Stored data entries
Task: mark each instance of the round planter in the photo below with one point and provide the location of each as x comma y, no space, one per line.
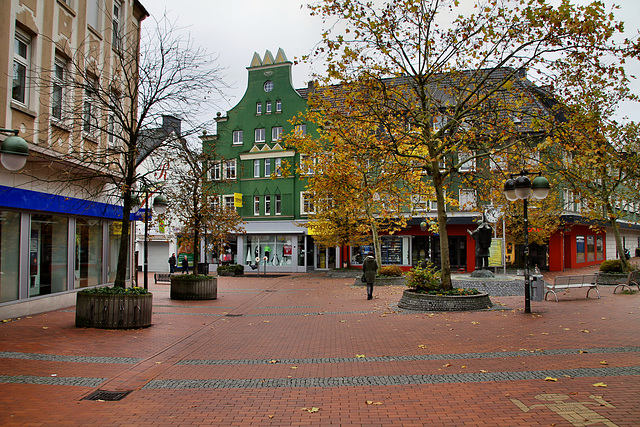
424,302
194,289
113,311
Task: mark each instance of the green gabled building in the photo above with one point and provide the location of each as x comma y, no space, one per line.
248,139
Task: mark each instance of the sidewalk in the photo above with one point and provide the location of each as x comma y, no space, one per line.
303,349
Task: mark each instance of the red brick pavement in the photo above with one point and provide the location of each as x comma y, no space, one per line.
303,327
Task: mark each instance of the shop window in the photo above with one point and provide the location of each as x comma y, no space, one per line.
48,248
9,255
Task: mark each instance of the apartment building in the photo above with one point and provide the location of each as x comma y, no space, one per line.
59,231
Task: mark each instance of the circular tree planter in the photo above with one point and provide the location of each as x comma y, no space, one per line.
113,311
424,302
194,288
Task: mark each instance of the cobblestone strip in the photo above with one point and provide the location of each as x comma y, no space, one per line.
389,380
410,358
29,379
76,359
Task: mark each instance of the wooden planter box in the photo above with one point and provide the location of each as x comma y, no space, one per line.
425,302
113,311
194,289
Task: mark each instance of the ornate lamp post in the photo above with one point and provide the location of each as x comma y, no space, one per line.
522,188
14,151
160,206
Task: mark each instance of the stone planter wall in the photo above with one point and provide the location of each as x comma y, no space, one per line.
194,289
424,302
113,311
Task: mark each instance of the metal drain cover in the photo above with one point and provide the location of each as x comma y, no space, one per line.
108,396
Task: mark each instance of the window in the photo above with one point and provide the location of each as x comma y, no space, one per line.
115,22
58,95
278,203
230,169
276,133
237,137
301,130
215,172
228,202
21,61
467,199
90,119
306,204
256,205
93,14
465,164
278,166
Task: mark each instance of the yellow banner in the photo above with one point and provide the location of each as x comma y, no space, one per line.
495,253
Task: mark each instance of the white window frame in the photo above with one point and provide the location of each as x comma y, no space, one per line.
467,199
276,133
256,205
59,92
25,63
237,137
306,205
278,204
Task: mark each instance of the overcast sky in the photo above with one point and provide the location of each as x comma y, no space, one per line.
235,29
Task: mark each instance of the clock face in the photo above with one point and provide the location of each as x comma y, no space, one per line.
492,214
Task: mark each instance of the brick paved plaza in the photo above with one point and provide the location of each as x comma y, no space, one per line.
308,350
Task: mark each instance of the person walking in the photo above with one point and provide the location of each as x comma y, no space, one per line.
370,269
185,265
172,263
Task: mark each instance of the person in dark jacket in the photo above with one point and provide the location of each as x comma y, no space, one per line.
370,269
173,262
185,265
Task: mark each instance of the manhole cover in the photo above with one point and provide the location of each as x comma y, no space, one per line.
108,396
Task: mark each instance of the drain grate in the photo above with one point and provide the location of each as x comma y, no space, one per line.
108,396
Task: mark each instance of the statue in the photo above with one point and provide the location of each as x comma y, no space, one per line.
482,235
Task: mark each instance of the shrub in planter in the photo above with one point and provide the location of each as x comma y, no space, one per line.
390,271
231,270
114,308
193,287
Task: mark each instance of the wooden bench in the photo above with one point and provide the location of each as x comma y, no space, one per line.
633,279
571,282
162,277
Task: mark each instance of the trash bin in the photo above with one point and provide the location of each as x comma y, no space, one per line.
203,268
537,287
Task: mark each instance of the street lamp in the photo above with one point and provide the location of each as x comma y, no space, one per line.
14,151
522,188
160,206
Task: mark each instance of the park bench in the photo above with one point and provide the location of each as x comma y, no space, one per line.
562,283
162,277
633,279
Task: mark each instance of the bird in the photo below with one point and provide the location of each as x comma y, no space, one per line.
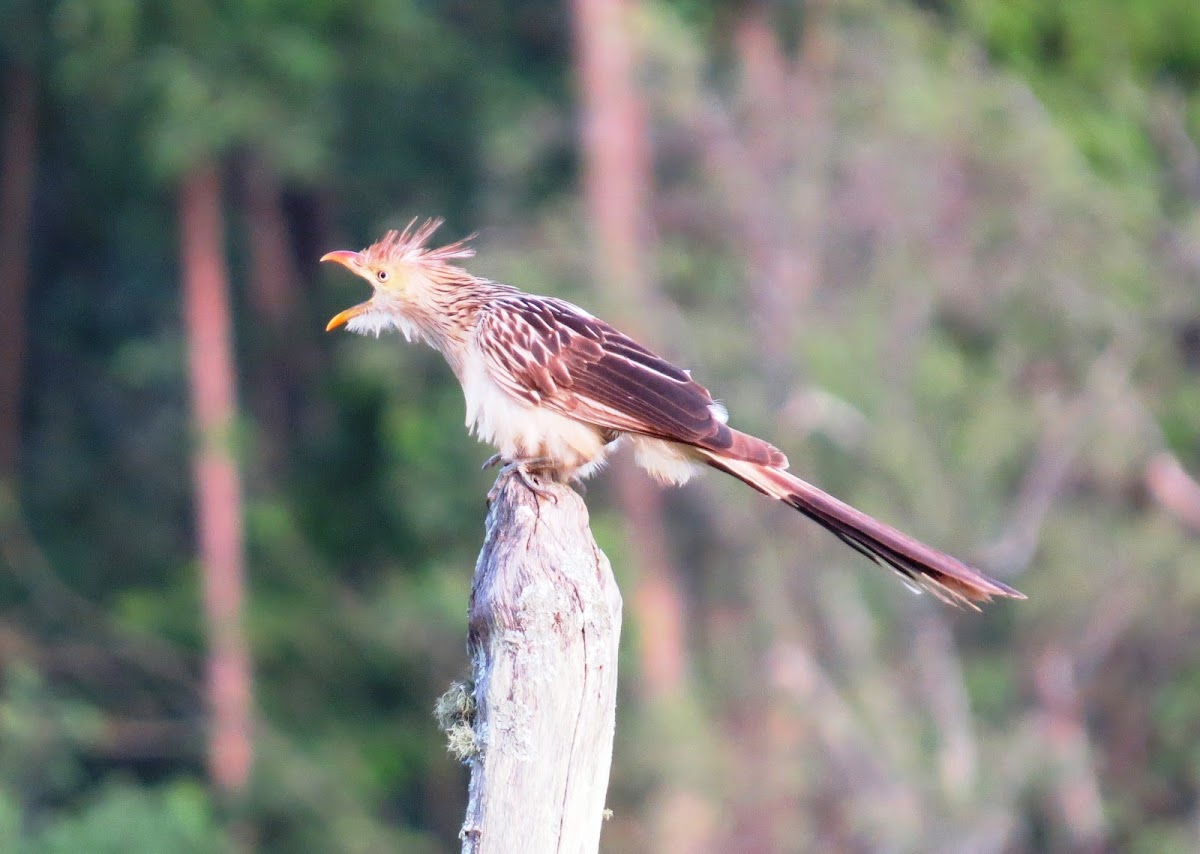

▶ _Your instructions_
Copy exactly, and copy nothing else: the lines from the one containing "Task: mark each instance of the street" through the end of the data, both ends included, with pictures left out.

▶ _Completed task_
Task: mark each instance of the street lamp in the photo above with one point and provide the location of each as x comma y, no space, one per line.
14,151
522,188
160,206
Task: mark each instance of the park bench in the photo above with one point and provide the location of each as x comma y, no space, one per line.
562,283
162,277
633,279
Task: mark each instance of the bird in the photo below with one point and provide the location of each as x comma y, no space, one per line.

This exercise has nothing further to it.